__Data for this task__:
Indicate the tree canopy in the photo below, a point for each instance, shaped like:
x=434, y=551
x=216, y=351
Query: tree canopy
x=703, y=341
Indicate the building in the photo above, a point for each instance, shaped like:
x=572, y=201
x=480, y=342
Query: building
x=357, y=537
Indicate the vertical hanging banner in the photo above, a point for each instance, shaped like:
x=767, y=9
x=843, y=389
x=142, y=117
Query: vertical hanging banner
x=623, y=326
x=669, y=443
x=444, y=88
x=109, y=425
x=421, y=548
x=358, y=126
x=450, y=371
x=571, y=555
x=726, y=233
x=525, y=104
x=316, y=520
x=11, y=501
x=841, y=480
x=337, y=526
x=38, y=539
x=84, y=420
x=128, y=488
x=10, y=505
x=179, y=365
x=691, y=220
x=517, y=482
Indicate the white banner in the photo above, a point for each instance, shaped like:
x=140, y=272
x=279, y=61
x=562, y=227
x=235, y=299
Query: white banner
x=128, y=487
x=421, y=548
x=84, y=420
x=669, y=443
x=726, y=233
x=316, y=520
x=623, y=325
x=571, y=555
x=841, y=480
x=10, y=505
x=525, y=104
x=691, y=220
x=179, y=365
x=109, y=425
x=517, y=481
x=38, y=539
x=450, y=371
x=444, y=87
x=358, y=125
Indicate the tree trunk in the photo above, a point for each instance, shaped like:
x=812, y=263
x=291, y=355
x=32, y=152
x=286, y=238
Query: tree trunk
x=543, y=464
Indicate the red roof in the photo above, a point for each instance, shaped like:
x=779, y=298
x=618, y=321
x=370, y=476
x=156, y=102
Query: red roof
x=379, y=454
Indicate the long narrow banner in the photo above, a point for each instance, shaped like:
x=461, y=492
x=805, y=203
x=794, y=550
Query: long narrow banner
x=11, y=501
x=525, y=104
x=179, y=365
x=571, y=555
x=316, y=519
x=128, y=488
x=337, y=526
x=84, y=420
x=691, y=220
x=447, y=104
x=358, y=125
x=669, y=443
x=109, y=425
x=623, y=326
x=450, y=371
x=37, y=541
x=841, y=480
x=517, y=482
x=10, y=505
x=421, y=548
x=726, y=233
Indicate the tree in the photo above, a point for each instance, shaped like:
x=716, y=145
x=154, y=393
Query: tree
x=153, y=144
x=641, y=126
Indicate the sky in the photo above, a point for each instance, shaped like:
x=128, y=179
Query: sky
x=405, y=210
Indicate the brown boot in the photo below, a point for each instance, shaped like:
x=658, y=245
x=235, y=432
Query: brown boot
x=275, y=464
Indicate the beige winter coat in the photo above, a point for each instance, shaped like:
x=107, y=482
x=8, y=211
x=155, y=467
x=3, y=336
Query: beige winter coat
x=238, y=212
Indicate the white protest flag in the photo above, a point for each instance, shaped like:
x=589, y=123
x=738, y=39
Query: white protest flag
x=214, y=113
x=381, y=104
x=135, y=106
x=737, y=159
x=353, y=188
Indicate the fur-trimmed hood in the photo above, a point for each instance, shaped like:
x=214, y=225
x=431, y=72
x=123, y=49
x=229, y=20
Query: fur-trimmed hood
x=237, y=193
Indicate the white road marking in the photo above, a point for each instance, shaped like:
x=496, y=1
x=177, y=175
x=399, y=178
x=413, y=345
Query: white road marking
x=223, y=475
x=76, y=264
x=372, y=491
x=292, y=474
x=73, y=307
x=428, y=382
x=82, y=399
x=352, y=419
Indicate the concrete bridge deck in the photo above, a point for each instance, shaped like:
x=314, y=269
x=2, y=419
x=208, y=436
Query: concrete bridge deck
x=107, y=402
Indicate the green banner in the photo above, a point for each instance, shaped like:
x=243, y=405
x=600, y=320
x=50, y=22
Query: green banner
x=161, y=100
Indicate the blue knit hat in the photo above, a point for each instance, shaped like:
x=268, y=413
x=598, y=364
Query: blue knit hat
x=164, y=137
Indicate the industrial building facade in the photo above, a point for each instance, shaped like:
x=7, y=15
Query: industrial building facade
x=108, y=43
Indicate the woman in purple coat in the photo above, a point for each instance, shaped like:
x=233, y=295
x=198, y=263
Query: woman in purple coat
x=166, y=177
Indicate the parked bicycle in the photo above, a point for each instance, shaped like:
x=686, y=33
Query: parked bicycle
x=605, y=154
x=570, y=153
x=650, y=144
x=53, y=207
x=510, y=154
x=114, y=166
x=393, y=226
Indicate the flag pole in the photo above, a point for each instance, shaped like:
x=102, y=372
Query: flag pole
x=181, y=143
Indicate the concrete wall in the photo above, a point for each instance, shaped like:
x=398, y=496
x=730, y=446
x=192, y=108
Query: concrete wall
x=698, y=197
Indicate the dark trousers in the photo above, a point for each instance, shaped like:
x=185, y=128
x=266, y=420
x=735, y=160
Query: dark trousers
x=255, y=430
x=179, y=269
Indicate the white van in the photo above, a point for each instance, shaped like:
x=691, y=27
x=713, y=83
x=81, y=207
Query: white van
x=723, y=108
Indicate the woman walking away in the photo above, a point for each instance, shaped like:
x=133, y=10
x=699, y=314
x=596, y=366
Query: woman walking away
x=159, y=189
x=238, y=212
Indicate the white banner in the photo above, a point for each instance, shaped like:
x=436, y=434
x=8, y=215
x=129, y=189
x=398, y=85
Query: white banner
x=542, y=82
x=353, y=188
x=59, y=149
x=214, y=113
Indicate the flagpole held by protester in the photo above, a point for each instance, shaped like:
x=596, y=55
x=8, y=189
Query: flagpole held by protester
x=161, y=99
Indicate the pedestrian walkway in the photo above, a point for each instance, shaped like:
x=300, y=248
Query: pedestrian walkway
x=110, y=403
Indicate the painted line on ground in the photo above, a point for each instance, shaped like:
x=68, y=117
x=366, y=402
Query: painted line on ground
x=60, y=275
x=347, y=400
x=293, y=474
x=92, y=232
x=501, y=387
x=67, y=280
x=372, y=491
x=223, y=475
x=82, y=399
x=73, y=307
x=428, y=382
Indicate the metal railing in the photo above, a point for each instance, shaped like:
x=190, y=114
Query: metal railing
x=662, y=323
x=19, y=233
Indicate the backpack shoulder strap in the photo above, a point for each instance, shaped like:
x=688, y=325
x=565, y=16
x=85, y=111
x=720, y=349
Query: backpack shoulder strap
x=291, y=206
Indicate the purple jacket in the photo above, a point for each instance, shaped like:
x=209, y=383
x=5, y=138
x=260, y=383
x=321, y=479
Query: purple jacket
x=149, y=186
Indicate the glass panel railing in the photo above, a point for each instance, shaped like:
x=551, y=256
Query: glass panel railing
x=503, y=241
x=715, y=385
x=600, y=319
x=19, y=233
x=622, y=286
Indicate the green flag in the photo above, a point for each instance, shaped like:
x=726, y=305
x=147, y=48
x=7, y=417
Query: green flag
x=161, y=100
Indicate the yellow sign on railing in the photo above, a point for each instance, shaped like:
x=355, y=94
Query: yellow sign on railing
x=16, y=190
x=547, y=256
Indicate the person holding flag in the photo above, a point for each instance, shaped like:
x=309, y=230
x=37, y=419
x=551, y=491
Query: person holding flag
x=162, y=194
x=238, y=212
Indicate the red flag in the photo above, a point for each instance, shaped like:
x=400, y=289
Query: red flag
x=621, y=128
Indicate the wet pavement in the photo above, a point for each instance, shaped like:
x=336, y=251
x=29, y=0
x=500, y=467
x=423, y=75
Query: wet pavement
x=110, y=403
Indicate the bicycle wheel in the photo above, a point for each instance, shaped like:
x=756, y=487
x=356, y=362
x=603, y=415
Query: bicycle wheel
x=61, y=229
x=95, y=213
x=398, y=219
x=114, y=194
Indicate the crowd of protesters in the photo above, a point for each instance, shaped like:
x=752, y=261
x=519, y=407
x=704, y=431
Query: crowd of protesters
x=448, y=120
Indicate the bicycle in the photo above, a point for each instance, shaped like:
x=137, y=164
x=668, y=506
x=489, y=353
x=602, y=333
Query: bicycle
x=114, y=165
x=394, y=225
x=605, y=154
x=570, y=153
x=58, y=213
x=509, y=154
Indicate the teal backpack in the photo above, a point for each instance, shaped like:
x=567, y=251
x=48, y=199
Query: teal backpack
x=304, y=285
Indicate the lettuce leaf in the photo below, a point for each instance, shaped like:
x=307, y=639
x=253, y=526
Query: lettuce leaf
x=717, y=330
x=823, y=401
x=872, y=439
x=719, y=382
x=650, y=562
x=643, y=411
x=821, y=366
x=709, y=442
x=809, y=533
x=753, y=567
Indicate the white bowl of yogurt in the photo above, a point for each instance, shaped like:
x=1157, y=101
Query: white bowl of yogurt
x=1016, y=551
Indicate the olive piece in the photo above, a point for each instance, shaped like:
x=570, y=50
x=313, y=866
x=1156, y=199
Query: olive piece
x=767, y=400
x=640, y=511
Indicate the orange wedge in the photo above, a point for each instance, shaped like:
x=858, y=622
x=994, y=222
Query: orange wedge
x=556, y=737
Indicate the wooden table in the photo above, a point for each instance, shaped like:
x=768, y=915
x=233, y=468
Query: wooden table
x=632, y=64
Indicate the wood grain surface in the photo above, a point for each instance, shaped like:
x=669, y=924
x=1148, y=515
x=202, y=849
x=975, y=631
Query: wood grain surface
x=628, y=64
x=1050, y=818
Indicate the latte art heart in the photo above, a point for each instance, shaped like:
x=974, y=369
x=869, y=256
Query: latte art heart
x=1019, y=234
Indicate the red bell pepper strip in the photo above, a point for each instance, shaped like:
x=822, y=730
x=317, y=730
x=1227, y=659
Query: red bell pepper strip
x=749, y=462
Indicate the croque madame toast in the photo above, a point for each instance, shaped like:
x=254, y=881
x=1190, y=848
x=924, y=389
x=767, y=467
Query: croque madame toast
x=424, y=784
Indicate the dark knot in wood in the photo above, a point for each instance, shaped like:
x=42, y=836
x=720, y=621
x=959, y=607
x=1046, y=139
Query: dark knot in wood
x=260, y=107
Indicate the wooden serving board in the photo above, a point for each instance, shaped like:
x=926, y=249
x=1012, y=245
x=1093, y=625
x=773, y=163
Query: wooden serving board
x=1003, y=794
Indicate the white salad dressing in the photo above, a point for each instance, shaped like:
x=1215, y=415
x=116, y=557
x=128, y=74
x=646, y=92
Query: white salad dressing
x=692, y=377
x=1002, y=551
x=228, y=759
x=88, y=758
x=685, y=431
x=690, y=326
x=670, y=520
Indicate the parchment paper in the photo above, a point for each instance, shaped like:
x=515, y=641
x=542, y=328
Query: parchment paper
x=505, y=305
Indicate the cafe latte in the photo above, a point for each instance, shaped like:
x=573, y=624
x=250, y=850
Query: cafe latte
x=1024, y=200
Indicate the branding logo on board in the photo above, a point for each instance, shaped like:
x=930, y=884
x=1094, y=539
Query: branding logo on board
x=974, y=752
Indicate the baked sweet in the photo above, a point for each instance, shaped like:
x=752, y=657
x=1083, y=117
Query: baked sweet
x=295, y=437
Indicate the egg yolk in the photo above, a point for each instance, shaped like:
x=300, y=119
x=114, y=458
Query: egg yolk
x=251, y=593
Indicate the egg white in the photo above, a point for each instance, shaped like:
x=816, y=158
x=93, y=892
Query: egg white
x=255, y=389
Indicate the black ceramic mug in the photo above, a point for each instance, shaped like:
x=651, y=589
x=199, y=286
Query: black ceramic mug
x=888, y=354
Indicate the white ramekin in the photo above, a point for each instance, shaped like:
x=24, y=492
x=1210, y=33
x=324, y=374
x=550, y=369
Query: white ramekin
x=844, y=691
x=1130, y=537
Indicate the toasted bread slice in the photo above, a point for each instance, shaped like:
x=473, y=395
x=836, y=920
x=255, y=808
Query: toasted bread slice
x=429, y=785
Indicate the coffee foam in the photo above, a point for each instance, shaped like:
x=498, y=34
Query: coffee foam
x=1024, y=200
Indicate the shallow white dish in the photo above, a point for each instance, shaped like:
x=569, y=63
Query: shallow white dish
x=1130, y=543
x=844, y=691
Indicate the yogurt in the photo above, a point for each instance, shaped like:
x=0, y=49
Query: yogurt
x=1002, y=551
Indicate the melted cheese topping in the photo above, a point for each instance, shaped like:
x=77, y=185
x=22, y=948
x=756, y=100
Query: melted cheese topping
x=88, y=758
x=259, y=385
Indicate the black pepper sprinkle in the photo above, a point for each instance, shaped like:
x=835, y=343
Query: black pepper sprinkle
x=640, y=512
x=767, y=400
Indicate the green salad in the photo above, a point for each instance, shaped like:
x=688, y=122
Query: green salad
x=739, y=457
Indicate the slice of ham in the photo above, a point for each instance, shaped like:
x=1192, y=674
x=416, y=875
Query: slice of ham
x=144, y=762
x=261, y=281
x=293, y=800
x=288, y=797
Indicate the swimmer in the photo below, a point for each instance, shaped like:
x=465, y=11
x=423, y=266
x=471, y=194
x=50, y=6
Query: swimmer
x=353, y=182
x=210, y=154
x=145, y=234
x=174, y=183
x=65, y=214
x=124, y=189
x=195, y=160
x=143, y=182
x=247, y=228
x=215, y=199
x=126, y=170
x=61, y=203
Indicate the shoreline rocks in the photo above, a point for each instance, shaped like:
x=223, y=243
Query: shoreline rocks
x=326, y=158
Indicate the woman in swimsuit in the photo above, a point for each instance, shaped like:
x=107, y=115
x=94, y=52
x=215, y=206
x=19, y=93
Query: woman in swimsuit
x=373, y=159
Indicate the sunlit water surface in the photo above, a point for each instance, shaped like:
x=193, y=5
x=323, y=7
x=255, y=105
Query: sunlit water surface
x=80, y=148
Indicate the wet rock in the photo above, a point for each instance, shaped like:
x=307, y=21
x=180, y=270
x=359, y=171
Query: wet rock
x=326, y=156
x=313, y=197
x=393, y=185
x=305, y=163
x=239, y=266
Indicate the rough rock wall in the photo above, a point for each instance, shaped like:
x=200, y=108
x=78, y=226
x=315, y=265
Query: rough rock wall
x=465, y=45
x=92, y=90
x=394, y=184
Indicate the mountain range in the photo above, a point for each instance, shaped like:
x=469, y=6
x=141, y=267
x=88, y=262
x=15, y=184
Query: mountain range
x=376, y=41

__Work required__:
Rewrite everything from the line containing "Indicate the dark trousers" down to the line containing "x=291, y=206" in the entries, substituting "steel railing" for "metal railing" and leaving all else unchanged.

__The solution__:
Indicate the dark trousers in the photo above, a point for each instance, shaped like:
x=185, y=128
x=266, y=420
x=735, y=160
Query: dark trousers
x=255, y=430
x=179, y=269
Indicate the white van in the photo above, a point for each instance, shaped like:
x=691, y=27
x=713, y=83
x=81, y=207
Query: white van
x=723, y=108
Indicate the woman walking away in the photo above, a point for each instance, shaped like:
x=133, y=10
x=699, y=314
x=596, y=366
Query: woman walking away
x=159, y=189
x=238, y=212
Indicate the white banner in the photo above, a point for each instance, shaped like:
x=436, y=434
x=8, y=215
x=129, y=189
x=398, y=85
Query: white banner
x=542, y=82
x=353, y=188
x=59, y=149
x=214, y=113
Indicate the flagpole held by protester in the photo above, a point for each instance, shaped like:
x=596, y=55
x=8, y=189
Query: flagpole held by protester
x=161, y=99
Indicate the pedestrian walkway in the photo above, a point for each instance, shaped like:
x=300, y=248
Query: pedestrian walkway
x=110, y=403
Indicate the painted line on ground in the photo above, a point for each instance, shaped like:
x=68, y=117
x=366, y=402
Query: painted line on ground
x=60, y=275
x=347, y=400
x=293, y=474
x=92, y=232
x=501, y=387
x=67, y=280
x=372, y=491
x=223, y=475
x=82, y=399
x=73, y=307
x=428, y=382
Indicate the steel railing in the photo above, a point for each instance, shaped like:
x=190, y=114
Query: steel railing
x=662, y=323
x=19, y=233
Indicate the backpack shoulder strap in the photo above, a point for each instance, shaped like:
x=688, y=325
x=565, y=16
x=85, y=111
x=720, y=349
Query: backpack shoulder strap
x=291, y=206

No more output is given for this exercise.